◆ What you should do:
Filter the listing below down to every line containing the string "glass", copying each such line in full. The match is case-sensitive.

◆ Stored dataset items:
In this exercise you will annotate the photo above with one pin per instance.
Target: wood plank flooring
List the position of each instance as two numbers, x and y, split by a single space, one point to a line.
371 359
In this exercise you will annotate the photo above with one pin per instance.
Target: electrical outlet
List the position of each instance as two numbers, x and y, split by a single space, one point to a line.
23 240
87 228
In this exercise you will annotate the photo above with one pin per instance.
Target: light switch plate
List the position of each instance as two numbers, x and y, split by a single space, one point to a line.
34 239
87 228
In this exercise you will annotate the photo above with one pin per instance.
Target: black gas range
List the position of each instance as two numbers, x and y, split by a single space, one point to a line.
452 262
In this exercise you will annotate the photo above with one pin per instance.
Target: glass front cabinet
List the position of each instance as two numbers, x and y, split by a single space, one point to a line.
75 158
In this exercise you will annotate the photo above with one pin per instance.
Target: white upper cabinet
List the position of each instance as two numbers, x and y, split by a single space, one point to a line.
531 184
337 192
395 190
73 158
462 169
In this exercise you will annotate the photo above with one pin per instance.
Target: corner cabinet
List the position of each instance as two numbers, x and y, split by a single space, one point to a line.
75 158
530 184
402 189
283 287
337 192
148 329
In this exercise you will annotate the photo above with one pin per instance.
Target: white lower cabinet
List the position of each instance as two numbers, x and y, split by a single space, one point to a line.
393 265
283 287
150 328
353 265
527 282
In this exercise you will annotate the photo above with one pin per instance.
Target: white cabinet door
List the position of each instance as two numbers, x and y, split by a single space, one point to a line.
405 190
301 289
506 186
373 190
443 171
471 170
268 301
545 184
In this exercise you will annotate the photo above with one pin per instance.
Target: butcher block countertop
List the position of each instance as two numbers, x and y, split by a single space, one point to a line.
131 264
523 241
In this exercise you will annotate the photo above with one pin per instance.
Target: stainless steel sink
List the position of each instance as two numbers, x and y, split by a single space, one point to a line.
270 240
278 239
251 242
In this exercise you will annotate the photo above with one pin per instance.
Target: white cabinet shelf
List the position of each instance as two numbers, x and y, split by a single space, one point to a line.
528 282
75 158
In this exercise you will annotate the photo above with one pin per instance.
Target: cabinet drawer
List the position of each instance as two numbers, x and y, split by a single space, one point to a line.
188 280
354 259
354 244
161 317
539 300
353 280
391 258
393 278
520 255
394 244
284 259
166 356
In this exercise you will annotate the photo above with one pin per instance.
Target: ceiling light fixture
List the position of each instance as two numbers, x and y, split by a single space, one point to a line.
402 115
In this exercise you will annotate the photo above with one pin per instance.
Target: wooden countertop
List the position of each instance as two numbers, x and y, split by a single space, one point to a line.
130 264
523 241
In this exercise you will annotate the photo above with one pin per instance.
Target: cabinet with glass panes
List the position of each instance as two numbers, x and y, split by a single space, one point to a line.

◆ Task response:
Target: glass front cabinet
Target: cabinet with glass panes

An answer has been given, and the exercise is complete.